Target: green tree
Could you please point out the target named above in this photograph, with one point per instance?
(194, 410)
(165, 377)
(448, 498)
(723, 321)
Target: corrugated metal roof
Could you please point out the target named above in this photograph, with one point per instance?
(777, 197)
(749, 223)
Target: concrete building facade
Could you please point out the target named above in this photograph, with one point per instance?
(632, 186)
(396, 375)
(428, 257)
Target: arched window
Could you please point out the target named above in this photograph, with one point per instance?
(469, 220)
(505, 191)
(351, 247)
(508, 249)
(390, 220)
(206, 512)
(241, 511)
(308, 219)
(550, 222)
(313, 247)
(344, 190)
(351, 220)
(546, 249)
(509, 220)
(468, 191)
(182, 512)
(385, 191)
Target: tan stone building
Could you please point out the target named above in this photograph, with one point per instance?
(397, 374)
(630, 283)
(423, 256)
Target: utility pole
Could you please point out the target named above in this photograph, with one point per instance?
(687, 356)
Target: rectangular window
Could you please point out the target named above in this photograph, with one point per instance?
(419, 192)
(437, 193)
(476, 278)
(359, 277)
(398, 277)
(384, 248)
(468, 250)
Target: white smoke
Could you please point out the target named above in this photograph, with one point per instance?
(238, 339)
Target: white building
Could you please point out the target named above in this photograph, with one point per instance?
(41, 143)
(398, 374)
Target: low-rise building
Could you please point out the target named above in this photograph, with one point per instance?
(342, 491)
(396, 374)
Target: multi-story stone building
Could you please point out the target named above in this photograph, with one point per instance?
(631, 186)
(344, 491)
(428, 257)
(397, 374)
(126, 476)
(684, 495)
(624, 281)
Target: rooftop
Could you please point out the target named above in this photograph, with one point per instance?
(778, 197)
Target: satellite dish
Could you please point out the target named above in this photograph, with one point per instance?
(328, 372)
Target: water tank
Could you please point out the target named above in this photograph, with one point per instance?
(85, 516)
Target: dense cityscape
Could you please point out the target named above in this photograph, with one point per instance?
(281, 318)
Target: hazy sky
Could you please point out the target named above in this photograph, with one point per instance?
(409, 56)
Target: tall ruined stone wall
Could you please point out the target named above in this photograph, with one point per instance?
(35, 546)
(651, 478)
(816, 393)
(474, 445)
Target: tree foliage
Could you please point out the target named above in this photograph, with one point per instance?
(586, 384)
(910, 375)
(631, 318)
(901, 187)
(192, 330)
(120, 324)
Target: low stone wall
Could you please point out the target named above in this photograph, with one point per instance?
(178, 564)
════════════════════
→ **Exercise aim**
Copy every record above verbatim and in full.

→ **Completed task**
Target: green tree
Could you please point out the target named above in this photograph, with one point per instance?
(194, 410)
(165, 377)
(448, 498)
(723, 321)
Target: corrugated metal roof
Could you please point out the target named above in this photograph, with one point per instance?
(777, 197)
(749, 223)
Target: concrete building facade
Could you please point out the target named above in this photograph, with one point per instance?
(632, 186)
(396, 375)
(428, 257)
Target: arched window
Could you please point out the target named above in this photograph, with one point per instance?
(469, 220)
(505, 191)
(351, 247)
(508, 249)
(390, 220)
(206, 512)
(241, 511)
(308, 219)
(550, 222)
(313, 247)
(344, 190)
(351, 220)
(546, 249)
(509, 220)
(468, 191)
(182, 512)
(385, 191)
Target: tan stone building
Could you please point out the target named above in this photograph, with one point per instance?
(397, 374)
(630, 283)
(423, 256)
Target: utility pole
Could you please point out the target named above in this photograph, with one point per instance?
(687, 356)
Target: rectangular window
Could you please point out the target named above in this photograph, with one point per instance?
(419, 192)
(437, 193)
(476, 278)
(359, 277)
(398, 277)
(384, 248)
(468, 250)
Target: white smoke
Could you please point out the target named above in this photograph, with one point per instance?
(238, 339)
Target: white building
Could you please point out the target named above in this photograph, with one point per instance?
(41, 143)
(398, 374)
Target: low-rise building
Could you please point out the target named above in this photograph, with one point per instance?
(342, 491)
(396, 374)
Target: multi-story stone building
Could you please point out the target named above in this photograph, with one point per instance?
(631, 186)
(344, 491)
(428, 257)
(397, 374)
(126, 476)
(684, 495)
(624, 281)
Target: rooftop
Could you please point out the target named above in this photograph, with one point per instance?
(778, 197)
Target: satellite dish
Could you please point out the target named above in this photograph, with one point per instance?
(328, 372)
Target: water tank
Could you please point out the target named above in this photograph, with one point per instance?
(85, 516)
Target: dense cityscape
Could you please point out the target named above in this photograph, with one point per instance?
(281, 318)
Target: hazy sky
Could you please point out the target named above in this photograph, with one point per instance?
(409, 56)
Target: tall ruined stone wall
Could you please point out the target named above in this photograph, with one point per instance?
(35, 546)
(651, 478)
(816, 393)
(474, 445)
Target: tree foliage
Could you please point out the target named above in this photograph, with one point per instance?
(586, 384)
(910, 375)
(631, 318)
(901, 187)
(192, 330)
(120, 324)
Target: low stone wall
Could you please point out the target named above in this photograph, with one point per instance?
(178, 564)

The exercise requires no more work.